# Your goal:
Restate the records below word for word, and omit the images they hold.

Data extracted from a collection
━━━━━━━━━━━━━━━━

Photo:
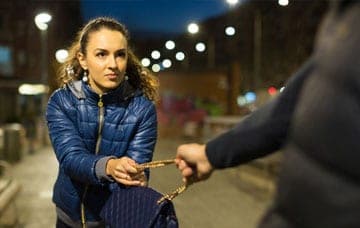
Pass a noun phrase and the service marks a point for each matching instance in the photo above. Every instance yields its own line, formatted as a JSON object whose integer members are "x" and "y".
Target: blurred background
{"x": 216, "y": 60}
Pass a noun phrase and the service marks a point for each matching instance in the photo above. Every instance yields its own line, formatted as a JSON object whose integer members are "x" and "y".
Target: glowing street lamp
{"x": 170, "y": 44}
{"x": 61, "y": 55}
{"x": 42, "y": 20}
{"x": 193, "y": 28}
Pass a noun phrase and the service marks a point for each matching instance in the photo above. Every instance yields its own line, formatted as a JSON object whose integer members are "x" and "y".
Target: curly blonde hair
{"x": 138, "y": 76}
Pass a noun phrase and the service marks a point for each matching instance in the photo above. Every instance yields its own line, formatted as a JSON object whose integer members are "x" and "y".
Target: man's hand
{"x": 191, "y": 160}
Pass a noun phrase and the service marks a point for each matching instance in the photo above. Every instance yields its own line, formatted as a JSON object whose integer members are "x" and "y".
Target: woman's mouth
{"x": 111, "y": 76}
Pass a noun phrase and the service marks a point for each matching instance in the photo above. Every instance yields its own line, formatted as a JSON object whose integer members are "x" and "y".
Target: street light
{"x": 41, "y": 21}
{"x": 193, "y": 28}
{"x": 61, "y": 55}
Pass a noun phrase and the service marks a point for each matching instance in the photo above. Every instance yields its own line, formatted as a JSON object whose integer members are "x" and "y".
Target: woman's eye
{"x": 100, "y": 54}
{"x": 121, "y": 54}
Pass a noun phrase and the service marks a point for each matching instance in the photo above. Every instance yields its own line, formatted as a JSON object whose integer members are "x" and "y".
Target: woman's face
{"x": 105, "y": 59}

━━━━━━━━━━━━━━━━

# Solution to this task:
Photo:
Pass a noun phrase and the service marks a point for each matching instance in the photo above. Every instance yields its own line, formatted as a JSON object whose integer members are "x" and "y".
Target: blurred background
{"x": 216, "y": 60}
Pass a noun phrase and the service marks a point for each matching instance in the photo above. Every instance yields its own line, formatted as a JSON object whose integer members are "x" and "y".
Target: glowing street lamp
{"x": 170, "y": 44}
{"x": 61, "y": 55}
{"x": 42, "y": 20}
{"x": 193, "y": 28}
Pass a noun phrase and the service marks a point for each matching instance in the photo above. Every instance yields its own line, formatted as a JSON object whose integer members are "x" and "y".
Target: curly blonde hair
{"x": 138, "y": 76}
Pass a noun phrase and the service marks a point for each matching instance in the photo above. Every instance yields its own line, formatted as a JSON object whose integer members are "x" and "y".
Target: man's hand
{"x": 191, "y": 160}
Pass a noun phrase and the service marks a point for each matching instance in the photo above. Every instance yields its own line, formatted as a JSON object whose integer members are "x" and "y".
Target: woman's mouth
{"x": 111, "y": 76}
Pass a noun phrase and the service marks a point for each matching instance in the photo above. Every instance yields its own line, formatted as a JSON object whose integer members are "x" and "y".
Target: street light
{"x": 41, "y": 21}
{"x": 193, "y": 28}
{"x": 61, "y": 55}
Pass a noun phrase and the service marks a point for each matching instance in the photo above. Every instance yields its own line, formatted as a JSON object whose integer members are "x" and "y".
Target: woman's eye
{"x": 100, "y": 54}
{"x": 121, "y": 54}
Pass a noun phrase and the service marks a point for each matching instance in the photo above. Every instance yields its own line, formatted as a JSON object whose integer members are "x" and "y".
Target: woman's face
{"x": 105, "y": 59}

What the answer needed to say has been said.